- _Exercise requirements_
Reproduce verbatim everything in the material below from the line containing "like x=267, y=357." down to the line containing "x=228, y=483", including both of those lines.

- _Record list_

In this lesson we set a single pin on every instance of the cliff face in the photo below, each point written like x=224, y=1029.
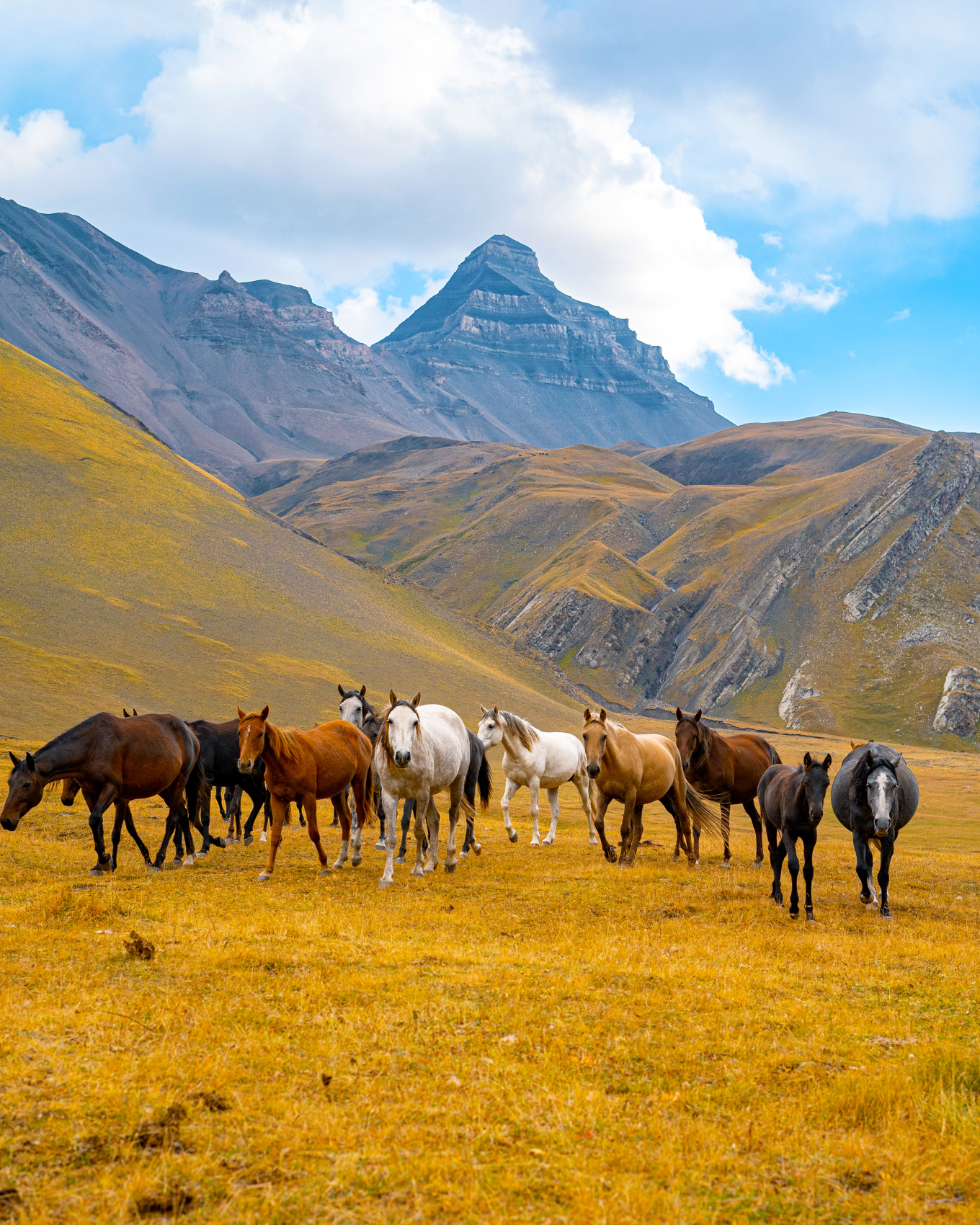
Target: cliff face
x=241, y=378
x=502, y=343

--

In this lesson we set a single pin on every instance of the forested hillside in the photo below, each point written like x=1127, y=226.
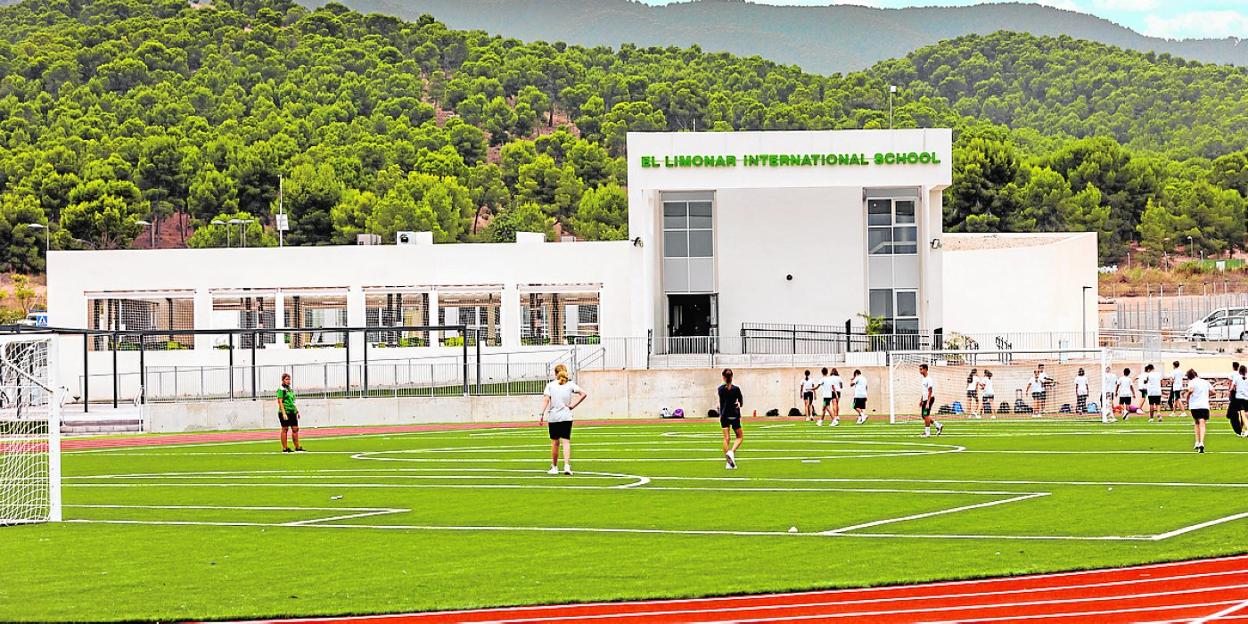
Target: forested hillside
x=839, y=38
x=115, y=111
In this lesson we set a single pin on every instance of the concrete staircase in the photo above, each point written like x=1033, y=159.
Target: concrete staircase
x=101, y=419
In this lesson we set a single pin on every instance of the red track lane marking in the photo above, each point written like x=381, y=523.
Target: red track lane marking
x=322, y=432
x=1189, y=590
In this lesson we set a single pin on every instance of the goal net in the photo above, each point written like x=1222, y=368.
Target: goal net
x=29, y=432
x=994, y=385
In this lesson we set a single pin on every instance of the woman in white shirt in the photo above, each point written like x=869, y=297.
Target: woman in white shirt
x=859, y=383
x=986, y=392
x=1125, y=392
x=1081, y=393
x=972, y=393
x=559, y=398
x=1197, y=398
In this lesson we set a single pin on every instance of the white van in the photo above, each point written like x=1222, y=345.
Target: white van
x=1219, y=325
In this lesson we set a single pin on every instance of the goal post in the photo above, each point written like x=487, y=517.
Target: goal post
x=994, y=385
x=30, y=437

...

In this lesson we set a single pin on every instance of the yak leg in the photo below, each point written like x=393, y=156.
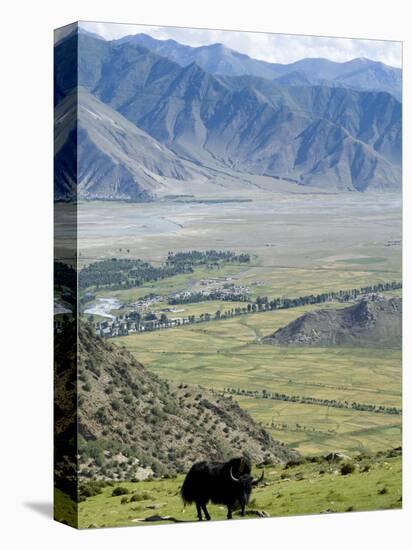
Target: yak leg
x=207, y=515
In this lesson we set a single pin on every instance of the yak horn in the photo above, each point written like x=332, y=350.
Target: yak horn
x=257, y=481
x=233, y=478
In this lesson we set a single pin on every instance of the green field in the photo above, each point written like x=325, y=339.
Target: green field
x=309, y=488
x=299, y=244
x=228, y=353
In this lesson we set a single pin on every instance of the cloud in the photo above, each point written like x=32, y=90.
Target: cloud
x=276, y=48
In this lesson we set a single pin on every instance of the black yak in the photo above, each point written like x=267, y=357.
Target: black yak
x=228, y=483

- _The output_
In this lesson we set a single pin on every instance of the black yak in the photo above, each point written like x=267, y=357.
Target: black yak
x=228, y=483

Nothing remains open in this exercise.